[Begin Input rows]

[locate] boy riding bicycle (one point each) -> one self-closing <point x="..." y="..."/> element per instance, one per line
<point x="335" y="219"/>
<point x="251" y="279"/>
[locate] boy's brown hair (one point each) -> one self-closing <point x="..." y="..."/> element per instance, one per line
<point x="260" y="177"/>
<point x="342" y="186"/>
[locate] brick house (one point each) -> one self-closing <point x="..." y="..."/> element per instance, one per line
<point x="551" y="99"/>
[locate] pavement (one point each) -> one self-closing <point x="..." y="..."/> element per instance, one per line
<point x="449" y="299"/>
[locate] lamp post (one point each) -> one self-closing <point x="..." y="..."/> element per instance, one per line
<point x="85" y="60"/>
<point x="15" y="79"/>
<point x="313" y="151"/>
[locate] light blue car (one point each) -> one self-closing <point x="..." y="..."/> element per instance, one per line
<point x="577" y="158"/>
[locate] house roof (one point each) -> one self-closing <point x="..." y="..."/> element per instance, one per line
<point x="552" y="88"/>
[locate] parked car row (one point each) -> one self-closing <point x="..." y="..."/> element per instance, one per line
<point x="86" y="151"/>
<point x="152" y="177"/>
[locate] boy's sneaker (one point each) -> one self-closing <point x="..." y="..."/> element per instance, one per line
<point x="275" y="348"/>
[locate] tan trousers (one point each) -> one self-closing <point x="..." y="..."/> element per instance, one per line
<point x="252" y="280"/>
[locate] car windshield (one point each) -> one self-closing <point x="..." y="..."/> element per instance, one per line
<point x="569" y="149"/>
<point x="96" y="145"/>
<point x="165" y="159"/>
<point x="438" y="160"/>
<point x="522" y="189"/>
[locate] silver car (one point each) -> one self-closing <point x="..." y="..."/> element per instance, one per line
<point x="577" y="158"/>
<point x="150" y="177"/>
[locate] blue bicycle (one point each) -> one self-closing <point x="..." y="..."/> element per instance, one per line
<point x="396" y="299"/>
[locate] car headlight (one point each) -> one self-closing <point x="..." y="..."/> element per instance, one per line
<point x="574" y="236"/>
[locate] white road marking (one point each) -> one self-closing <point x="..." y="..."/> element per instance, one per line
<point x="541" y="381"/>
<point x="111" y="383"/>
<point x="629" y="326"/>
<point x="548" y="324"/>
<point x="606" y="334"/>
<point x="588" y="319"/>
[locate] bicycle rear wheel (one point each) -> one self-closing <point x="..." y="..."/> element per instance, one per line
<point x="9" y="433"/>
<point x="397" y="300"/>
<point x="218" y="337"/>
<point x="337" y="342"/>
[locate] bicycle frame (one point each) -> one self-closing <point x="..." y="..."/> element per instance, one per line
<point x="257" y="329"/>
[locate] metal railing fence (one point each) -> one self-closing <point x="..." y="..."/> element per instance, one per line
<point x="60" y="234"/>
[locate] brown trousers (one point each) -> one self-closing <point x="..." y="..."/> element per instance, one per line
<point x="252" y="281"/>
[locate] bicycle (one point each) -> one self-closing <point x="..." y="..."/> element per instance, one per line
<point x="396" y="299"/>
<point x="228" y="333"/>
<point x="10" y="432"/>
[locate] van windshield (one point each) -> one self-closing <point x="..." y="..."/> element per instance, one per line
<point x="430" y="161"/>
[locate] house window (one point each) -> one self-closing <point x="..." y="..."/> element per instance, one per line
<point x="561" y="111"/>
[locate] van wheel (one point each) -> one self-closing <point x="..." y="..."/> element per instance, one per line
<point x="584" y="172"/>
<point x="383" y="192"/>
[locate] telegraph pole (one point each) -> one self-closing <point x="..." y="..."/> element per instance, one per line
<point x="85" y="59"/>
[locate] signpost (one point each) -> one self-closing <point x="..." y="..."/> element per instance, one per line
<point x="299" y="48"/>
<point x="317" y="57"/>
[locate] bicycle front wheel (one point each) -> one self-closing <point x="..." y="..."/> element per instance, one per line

[End Input rows]

- Given request
Starting at the line containing "[locate] van wheel" and running through the last line of the data above, give those lines as a JSON list of strings with one string per line. Leave out any blank lines.

- Finished task
[
  "[locate] van wheel (one point each) -> one self-closing <point x=\"...\" y=\"...\"/> element per instance, one per line",
  "<point x=\"584\" y=\"172\"/>",
  "<point x=\"383\" y=\"192\"/>",
  "[locate] telegraph pole (one point each) -> one self-closing <point x=\"...\" y=\"...\"/> element per instance, one per line",
  "<point x=\"85\" y=\"59\"/>",
  "[locate] signpost (one point each) -> one self-closing <point x=\"...\" y=\"...\"/> element per instance, one per line",
  "<point x=\"299\" y=\"48\"/>",
  "<point x=\"317\" y=\"57\"/>",
  "[locate] bicycle front wheel (one point each) -> one self-closing <point x=\"...\" y=\"...\"/> element per instance, one per line"
]